AUDIENCE: You said that you could permute within a block, the operations.
AUDIENCE: Yeah.
AUDIENCE: Pretty much. I'm just saying if you have 12 transformer blocks, it's been shown that some of the earlier blocks learn more like surface form-type of features by like later learn--
PHILLIP ISOLA: Oh, yeah.
AUDIENCE: --high level things. And I'm just wondering about can you also permute--
PHILLIP ISOLA: Yeah. I think no, probably.
AUDIENCE: No? No.
PHILLIP ISOLA: So I don't think you can permute depth-wise. I think just you can permute within--
AUDIENCE: Within the--
PHILLIP ISOLA: --the input sequence, yeah.
BRIAN CHEUNG: Actually, with multi-headed attention, you know how they concatenate all the heads together to go to the next layer? Don't they lose the permutation invariance, or the permutation equivariance, when you do the concatenation process?
PHILLIP ISOLA: I don't think so.
BRIAN CHEUNG: Because you concatenation has to have some ordering.
PHILLIP ISOLA: Oh, interesting. Yeah, maybe. OK. So it's possible that transformers aren't--
BRIAN CHEUNG: At least not--
PHILLIP ISOLA: Always--
[INTERPOSING VOICES]
BRIAN CHEUNG: --multi-headed transformers.
PHILLIP ISOLA: --equivariant.
BRIAN CHEUNG: The individual transformer heads are equivariant.
PHILLIP ISOLA: Yeah, I hadn't thought about the multi-headed thing. OK, yeah. Because in the multi-headed, you take a weighted sum of the heads, and they're not--
BRIAN CHEUNG: The feature vectors, they concatenate together.
PHILLIP ISOLA: And that's a parameterized sum. And if you change the order up-- yeah, I think you're right. OK, interesting.
TOMASO POGGIO: Did anybody try, instead of using the Q and K matrix or the Wq and Wk, use a single matrix?
BRIAN CHEUNG: Yeah.
PHILLIP ISOLA: So one thing you can do is just get rid of queries, keys, and values, and just have your code vectors at Z, and take the inner product of-- or the outer product of Z with Z as your attention. And I think that can sometimes work just as well. I haven't really followed the latest on that, but you can have queries, keys, and values that are linear functions of your code vector z, or they can be nonlinear functions, or they can be identity. And I'm not sure that there's a consensus on when you need which.
So one thing that's kind of interesting is that if you use the identity to create your queries and keys, you're basically creating a grand matrix between all of your token vectors with themselves. So it's going to act like-- it's going to cluster the data, and there's been some analysis of how identity, attention-- identity queries and keys will create this clustering, like spectral clustering type matrix.
That will create this similarity matrix. When you hit the data with that similar matrix, it'll group things that are similar. And maybe we can understand a little bit of what's going on from that perspective. Like linear queries and keys are just some projection of that kind of thing.

# AIM OF THE TASK
Answer these about the transformer discussion:
(a) Phillip Isola says you can't permute depth-wise; within what does he say you can permute?
(b) What does Brian Cheung say about the individual transformer heads?
(c) When the identity is used to create queries and keys, what does Phillip Isola say the attention will do to the data?
The material that comes next is separate from the transformer discussion above.

[Part of a data file]
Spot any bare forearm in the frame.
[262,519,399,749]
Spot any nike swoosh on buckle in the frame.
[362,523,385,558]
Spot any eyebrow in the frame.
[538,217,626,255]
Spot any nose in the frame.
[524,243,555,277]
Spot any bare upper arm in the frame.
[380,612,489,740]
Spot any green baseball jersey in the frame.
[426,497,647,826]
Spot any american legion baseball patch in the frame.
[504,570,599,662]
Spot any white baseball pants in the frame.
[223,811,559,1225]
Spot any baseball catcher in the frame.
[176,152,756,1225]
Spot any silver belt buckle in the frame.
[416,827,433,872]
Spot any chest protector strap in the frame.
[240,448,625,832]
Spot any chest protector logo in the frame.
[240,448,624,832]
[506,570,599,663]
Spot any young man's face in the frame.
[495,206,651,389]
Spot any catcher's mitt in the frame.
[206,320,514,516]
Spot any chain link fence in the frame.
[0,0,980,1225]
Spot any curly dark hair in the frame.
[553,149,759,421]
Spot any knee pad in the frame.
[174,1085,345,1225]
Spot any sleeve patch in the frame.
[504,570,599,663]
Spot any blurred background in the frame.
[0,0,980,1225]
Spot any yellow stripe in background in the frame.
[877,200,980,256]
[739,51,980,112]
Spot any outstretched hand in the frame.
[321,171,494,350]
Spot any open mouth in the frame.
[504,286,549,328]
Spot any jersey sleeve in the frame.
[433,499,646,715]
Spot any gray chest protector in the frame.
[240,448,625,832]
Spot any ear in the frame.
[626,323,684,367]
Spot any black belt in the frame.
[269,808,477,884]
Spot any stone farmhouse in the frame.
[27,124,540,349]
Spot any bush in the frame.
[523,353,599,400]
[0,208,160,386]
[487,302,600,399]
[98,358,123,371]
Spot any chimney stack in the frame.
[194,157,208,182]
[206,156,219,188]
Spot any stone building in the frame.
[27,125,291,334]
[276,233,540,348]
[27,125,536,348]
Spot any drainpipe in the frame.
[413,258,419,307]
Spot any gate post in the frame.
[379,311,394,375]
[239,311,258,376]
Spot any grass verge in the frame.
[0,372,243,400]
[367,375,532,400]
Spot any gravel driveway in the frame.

# ANSWER FOR THIS EXERCISE
(a) The input sequence.
(b) They are equivariant.
(c) It will cluster the data.